Start of Document
Paul Krugman of the New York Times makes this claim because we do not allow businesses to deduct the cost of labor from their taxable revenue. But the claim is bogus for several reasons. First, we are reducing the corporate tax rate from 35 percent to 9 percent, so the tradeoff is a much lower rate paid on more of a company’s income. Second, we treat capital and labor the same, both with the corporate tax and with the income tax. That is fair and neutral. What’s more, the current system taxes both capital investment by business and capital gains by individuals. That’s a double tax, and the 9-9-9 plan eliminates it.


Actually – his plan does eliminate profits taxes replacing them with a value added tax which he simply admits in his discussion of claim 7:

The 9-9-9 plan is a really an 18 percent value-added tax plus a 9 percent income tax.


In other words, the plan represents a major shift away from income taxation to value added taxation. As such his plan would indeed tend to shift the tax burden away from high income individuals towards the rest of us even as Mr. Cain protests against claim 3.
End of Document
Requirements:
a) Answer these questions from the passage on the 9-9-9 plan.
(i) What columnist is named at the start, and what newspaper is he associated with?
(ii) From what rate to what rate is the corporate tax reduced?
(iii) What does the statement under claim 7 say the 9-9-9 plan really is?
b) Reproduce the passage on the 9-9-9 plan word for word, starting at "Paul Krugman of" and ending at "percent income tax.".
Start of Given records
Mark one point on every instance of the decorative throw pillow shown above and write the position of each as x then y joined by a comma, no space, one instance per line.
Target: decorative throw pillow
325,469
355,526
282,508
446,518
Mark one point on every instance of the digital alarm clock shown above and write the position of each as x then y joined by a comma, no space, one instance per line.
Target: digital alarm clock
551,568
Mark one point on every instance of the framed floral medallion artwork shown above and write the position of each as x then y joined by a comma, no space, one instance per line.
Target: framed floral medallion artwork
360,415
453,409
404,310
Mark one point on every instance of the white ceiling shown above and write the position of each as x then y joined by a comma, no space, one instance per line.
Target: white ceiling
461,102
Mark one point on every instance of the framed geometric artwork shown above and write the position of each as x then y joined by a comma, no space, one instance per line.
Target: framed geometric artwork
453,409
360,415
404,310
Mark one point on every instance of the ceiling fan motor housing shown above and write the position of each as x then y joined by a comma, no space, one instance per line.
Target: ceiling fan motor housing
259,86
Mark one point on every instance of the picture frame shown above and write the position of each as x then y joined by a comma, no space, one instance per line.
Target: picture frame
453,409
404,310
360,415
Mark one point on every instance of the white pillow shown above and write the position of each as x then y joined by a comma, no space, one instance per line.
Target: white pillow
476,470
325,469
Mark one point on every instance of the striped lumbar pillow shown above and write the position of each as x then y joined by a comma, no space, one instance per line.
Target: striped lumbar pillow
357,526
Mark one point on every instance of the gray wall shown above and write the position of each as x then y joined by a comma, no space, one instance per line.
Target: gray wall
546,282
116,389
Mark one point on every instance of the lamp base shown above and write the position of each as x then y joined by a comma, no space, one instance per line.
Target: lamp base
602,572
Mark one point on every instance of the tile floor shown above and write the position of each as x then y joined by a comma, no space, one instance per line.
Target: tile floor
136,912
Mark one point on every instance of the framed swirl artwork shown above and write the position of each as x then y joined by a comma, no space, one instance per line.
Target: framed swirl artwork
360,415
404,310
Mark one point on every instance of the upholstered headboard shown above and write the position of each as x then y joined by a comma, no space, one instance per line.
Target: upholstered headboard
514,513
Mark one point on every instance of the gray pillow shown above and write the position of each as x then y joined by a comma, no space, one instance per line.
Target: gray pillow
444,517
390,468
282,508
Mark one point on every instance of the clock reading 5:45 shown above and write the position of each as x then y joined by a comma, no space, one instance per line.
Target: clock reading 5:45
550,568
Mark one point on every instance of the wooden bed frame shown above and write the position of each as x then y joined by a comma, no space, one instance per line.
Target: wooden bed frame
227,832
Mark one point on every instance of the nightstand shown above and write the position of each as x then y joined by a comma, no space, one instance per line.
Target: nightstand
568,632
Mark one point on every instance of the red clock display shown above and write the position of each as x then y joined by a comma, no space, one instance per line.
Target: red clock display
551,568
End of Given records
Start of Given records
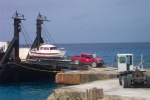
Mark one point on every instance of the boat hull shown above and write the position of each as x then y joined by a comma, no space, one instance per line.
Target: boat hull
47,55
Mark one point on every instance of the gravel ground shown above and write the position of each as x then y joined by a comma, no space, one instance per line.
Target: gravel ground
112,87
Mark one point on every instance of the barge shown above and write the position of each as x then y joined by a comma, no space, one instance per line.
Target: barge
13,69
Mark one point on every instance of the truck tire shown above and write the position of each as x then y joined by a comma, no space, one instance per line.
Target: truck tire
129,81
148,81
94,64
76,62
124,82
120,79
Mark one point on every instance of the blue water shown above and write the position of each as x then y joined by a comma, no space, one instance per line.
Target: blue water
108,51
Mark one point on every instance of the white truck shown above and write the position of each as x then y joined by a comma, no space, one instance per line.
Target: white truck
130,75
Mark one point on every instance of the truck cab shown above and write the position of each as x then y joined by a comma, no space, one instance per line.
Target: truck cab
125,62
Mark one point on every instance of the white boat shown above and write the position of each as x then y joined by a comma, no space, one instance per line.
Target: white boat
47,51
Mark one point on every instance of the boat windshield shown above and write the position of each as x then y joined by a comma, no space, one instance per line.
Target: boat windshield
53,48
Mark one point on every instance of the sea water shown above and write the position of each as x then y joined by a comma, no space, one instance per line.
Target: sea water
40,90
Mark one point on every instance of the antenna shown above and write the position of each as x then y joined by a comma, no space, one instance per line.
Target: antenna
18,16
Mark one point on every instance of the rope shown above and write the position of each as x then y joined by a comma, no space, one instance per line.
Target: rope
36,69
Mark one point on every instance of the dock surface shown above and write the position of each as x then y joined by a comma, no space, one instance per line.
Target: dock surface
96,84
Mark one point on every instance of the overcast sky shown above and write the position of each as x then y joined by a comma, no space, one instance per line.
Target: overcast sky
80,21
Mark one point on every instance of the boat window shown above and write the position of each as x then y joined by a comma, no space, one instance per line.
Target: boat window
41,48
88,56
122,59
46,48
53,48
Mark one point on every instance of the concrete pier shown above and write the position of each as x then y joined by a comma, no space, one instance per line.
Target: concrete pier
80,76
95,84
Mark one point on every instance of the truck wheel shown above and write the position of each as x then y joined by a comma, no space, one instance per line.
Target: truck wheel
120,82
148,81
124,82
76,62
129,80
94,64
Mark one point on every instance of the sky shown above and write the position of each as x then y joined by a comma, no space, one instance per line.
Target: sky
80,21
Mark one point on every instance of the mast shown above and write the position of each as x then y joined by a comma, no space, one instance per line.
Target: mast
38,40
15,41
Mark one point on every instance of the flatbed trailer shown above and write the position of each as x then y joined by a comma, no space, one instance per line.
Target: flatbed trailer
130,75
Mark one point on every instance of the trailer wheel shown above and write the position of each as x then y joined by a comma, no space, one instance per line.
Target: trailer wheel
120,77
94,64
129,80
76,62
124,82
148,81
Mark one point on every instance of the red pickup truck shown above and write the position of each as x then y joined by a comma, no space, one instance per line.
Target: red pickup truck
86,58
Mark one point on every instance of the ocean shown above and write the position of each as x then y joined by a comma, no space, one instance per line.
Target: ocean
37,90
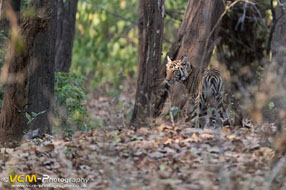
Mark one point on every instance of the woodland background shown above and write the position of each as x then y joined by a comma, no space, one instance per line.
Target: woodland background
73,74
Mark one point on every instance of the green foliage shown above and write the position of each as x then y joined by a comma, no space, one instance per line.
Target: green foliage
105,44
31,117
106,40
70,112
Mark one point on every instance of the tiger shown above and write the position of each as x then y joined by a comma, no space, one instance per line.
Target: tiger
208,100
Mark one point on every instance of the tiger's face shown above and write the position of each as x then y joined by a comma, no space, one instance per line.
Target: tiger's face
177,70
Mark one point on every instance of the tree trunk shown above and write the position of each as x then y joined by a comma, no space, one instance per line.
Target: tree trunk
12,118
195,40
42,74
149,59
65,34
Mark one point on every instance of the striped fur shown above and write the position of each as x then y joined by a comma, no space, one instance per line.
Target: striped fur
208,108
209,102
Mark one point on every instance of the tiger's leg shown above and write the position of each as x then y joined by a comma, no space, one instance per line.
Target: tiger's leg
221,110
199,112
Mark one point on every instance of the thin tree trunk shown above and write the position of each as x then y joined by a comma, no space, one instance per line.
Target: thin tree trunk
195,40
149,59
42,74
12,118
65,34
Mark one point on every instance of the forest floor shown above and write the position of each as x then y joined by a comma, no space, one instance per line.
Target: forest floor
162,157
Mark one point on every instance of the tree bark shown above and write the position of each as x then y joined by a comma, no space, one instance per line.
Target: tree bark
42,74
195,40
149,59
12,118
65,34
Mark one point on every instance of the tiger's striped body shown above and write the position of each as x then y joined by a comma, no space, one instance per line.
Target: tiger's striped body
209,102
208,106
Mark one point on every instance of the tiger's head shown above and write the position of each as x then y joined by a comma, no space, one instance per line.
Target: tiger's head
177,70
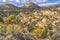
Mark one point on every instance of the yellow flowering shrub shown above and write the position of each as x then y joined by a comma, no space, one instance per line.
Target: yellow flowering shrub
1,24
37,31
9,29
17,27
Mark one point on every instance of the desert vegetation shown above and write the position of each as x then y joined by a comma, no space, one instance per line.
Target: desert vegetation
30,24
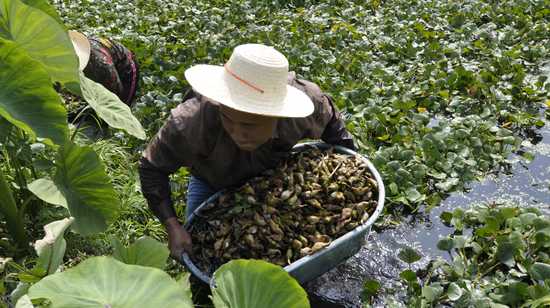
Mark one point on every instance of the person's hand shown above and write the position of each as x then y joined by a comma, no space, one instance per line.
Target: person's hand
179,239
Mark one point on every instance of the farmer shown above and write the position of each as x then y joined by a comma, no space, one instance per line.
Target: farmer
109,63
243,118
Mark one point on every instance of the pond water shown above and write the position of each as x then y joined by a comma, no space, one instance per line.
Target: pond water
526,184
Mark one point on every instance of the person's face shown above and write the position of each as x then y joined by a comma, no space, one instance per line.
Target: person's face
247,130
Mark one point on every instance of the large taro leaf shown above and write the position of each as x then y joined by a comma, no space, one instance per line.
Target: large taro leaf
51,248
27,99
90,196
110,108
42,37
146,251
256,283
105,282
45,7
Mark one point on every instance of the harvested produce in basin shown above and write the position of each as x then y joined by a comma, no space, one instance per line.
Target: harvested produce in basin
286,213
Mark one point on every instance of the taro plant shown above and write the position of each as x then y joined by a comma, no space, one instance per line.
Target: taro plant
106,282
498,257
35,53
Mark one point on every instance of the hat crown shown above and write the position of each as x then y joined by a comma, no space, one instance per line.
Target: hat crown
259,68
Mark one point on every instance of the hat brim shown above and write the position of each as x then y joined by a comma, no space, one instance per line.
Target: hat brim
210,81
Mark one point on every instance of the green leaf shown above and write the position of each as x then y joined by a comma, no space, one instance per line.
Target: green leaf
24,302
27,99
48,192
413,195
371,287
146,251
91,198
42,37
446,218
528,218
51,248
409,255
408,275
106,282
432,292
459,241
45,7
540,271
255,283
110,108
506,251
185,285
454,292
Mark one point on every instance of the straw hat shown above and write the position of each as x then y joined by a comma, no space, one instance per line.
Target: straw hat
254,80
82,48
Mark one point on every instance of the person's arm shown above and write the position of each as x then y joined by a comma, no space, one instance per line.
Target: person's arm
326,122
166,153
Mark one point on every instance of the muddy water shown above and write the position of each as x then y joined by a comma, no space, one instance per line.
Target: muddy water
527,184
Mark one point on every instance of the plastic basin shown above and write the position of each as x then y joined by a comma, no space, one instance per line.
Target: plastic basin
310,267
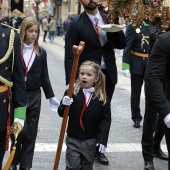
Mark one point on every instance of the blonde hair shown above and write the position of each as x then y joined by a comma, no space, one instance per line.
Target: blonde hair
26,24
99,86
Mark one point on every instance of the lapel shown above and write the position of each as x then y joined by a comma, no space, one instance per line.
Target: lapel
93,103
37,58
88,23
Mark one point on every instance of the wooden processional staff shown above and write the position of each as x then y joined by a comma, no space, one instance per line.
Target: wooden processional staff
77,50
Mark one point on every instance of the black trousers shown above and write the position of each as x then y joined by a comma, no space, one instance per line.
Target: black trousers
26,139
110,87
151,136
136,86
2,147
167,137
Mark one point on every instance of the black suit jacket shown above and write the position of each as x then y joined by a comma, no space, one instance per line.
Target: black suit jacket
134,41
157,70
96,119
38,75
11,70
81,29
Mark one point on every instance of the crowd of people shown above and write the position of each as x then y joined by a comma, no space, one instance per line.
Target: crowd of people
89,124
End of Given records
Start of Given records
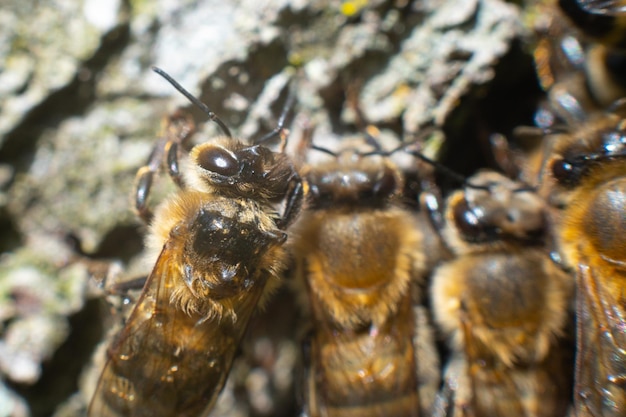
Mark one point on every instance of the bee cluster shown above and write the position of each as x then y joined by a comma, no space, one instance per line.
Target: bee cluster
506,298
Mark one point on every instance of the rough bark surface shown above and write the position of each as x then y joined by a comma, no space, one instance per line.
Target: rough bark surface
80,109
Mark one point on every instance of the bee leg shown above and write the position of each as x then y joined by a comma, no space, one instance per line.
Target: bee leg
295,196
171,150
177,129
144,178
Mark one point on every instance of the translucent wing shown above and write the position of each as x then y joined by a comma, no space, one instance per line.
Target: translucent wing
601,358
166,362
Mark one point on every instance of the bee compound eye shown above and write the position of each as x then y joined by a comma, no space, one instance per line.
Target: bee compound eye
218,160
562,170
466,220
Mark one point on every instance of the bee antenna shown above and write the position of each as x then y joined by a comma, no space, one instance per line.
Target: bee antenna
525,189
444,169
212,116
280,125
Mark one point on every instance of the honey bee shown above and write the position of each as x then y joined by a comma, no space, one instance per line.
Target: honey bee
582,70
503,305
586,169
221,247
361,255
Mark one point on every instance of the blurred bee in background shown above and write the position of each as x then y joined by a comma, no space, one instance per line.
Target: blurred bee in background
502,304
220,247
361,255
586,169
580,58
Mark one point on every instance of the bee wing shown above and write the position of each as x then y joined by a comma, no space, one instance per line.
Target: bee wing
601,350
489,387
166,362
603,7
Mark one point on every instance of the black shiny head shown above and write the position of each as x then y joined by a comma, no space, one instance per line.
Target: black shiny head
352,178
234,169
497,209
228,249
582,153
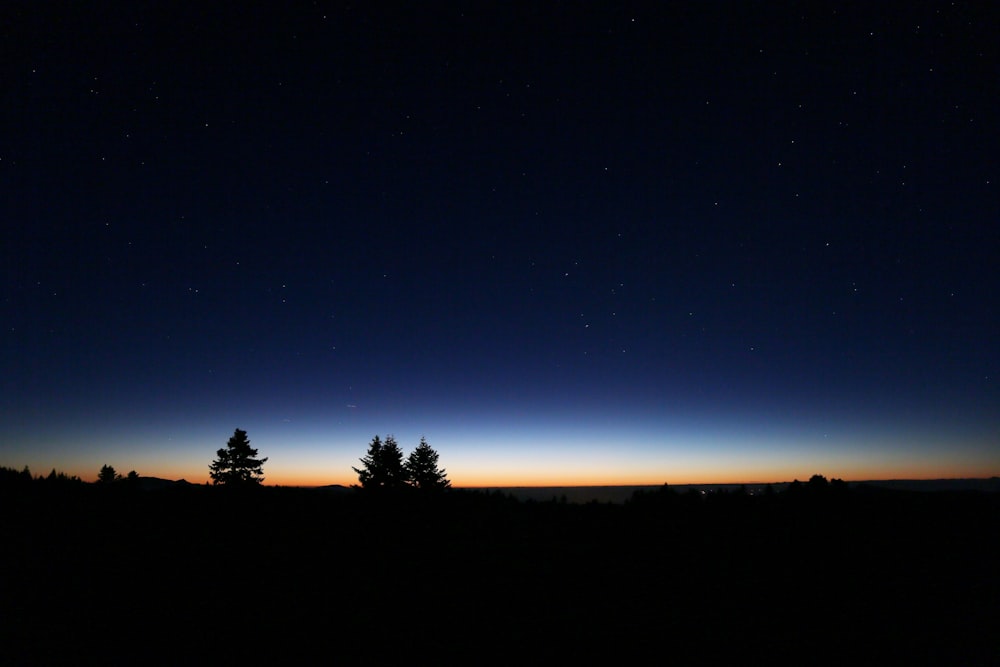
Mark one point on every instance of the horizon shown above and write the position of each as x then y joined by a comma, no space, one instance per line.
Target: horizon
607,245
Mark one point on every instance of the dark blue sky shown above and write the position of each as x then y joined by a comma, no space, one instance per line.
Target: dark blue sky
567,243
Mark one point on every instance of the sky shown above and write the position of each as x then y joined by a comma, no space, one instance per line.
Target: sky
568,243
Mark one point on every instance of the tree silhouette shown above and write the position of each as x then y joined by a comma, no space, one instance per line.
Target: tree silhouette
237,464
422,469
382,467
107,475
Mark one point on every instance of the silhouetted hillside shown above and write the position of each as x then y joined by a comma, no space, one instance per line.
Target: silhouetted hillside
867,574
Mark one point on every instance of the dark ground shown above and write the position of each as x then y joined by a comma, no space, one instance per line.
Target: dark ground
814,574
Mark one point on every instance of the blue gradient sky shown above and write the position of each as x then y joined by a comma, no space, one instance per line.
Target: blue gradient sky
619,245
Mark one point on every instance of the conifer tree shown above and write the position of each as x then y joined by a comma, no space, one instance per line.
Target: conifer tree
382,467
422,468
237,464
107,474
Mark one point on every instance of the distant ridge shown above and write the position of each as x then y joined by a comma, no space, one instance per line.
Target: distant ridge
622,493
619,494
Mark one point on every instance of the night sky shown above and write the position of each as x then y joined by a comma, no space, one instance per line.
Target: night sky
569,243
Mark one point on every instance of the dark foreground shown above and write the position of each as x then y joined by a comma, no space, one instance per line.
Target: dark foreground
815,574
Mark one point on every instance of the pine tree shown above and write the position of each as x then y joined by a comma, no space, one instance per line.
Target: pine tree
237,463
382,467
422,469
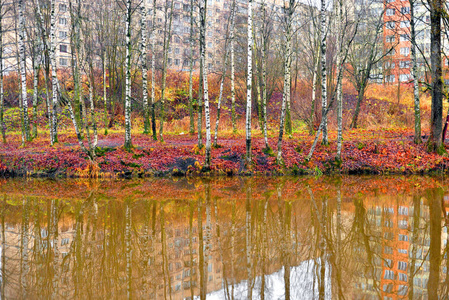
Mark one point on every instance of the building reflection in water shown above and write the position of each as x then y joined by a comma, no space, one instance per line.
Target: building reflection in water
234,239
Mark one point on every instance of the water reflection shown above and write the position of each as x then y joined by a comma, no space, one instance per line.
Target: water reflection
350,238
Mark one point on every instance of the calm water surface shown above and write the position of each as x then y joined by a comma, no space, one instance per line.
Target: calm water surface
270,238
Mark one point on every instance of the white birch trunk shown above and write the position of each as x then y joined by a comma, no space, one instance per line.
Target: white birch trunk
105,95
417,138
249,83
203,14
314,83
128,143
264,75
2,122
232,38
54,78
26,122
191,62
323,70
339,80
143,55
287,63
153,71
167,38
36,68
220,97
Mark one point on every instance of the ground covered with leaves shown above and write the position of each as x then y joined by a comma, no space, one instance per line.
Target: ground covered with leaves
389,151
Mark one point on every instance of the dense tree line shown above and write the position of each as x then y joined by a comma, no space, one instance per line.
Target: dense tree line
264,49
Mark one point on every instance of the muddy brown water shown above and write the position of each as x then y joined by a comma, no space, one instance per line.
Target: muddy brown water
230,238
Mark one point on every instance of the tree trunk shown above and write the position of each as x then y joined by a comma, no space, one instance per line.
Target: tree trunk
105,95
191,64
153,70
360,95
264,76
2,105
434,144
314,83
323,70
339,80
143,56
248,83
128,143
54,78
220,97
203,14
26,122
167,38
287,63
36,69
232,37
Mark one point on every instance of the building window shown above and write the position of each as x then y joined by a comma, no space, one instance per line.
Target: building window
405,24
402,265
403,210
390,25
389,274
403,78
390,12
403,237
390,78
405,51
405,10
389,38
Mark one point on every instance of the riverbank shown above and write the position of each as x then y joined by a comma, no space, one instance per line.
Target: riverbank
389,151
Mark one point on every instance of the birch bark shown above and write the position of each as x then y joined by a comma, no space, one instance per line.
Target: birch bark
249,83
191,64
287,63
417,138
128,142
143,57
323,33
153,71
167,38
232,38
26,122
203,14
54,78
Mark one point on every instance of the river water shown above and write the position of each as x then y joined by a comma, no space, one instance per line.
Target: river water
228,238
End of Given records
Outputs:
a)
(i) Paul Krugman of the New York Times.
(ii) From 35 percent to 9 percent.
(iii) An 18 percent value-added tax plus a 9 percent income tax.

b)
Paul Krugman of the New York Times makes this claim because we do not allow businesses to deduct the cost of labor from their taxable revenue. But the claim is bogus for several reasons. First, we are reducing the corporate tax rate from 35 percent to 9 percent, so the tradeoff is a much lower rate paid on more of a company’s income. Second, we treat capital and labor the same, both with the corporate tax and with the income tax. That is fair and neutral. What’s more, the current system taxes both capital investment by business and capital gains by individuals. That’s a double tax, and the 9-9-9 plan eliminates it.


Actually – his plan does eliminate profits taxes replacing them with a value added tax which he simply admits in his discussion of claim 7:

The 9-9-9 plan is a really an 18 percent value-added tax plus a 9 percent income tax.